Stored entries
'''

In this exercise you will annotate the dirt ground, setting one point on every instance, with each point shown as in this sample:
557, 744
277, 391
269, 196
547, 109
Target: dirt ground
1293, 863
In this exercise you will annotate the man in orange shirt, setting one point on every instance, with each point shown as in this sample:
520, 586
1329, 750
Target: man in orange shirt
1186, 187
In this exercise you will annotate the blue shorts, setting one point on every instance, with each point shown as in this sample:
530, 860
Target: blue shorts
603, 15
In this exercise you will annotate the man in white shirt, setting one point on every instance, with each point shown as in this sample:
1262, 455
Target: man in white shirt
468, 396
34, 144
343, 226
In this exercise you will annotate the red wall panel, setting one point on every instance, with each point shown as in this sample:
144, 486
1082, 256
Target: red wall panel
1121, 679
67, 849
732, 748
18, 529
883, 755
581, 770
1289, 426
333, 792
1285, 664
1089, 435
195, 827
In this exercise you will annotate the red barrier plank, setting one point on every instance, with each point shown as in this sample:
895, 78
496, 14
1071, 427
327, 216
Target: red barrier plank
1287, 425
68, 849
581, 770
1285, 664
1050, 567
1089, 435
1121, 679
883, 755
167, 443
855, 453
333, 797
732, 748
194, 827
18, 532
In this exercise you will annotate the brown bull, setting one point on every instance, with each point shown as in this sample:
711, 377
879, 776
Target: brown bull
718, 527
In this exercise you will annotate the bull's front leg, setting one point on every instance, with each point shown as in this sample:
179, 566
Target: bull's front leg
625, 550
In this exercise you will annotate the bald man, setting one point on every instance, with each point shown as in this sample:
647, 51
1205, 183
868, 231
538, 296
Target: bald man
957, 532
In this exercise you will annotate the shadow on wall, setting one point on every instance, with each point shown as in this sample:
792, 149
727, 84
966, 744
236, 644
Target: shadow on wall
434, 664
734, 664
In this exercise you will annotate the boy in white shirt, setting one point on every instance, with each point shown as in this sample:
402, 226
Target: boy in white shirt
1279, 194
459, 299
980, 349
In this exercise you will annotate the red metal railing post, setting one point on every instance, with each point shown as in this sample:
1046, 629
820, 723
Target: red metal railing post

'''

Work instructions = Repeat the whole listing above word for word, from the first line to the last.

Written solution =
In this exercise you will annotate the dirt ground, setting one point on every instance, with each point shown as in this sample:
557, 744
277, 391
269, 196
547, 109
Target: dirt ground
1293, 863
In this exercise you will annotate the man in orange shirt, setting one point on every instance, with each point shown as in this sample:
520, 586
1329, 750
Target: man in orange shirt
1186, 187
In this exercise you will annotate the blue shorts, setting one point on every instance, with each point shown as in this sample:
530, 860
Target: blue shorts
603, 15
In this exercise you will annotate the man in white shirt, setting one point on every instance, with each point shown as in this sample:
1262, 455
Target: man in white shirt
468, 396
34, 144
343, 226
In this exercise you will annotate the red wall panel, setting one point on every instance, with each point shown as in this sample:
144, 486
1082, 256
Target: red wall panel
1121, 679
67, 849
732, 748
18, 529
883, 755
581, 770
1289, 426
333, 792
1285, 664
1089, 435
195, 827
In this exercise you will annotate the red barrier plank, setting one point on every instance, with each point shown as in this sample:
895, 78
496, 14
1071, 427
327, 216
Target: red barrier plank
1287, 425
68, 849
581, 770
1285, 664
1050, 567
1089, 435
1121, 679
883, 755
167, 443
855, 453
333, 797
732, 748
194, 827
18, 532
In this exercise you will annotate the brown bull, setting one point on every instance, with each point shown as in this sample:
711, 377
879, 776
Target: brown bull
718, 527
In this exercise you will annotate the bull's front leg, setting one point on every instance, with each point shown as in this sample:
179, 566
Target: bull's front leg
625, 550
In this exercise you will annotate the bald man, setting one point on every instance, with each point shown as in this sample:
647, 51
1205, 183
868, 231
538, 296
Target: bald man
957, 532
In this exercise you will annotate the shadow on wall, setting one point on every instance, with each point shown as in this sample:
792, 149
727, 84
966, 744
236, 644
Target: shadow on wall
434, 664
734, 664
In this exercise you will annotate the boy in white shirt, setting one point on every instance, with each point shown as in this sample:
402, 226
Target: boy in white shirt
1279, 194
459, 299
980, 349
In this exercise you will annotate the red metal railing post, setting one point on every instance, with each point shown as in this sample:
1046, 629
820, 723
Target: red metal railing post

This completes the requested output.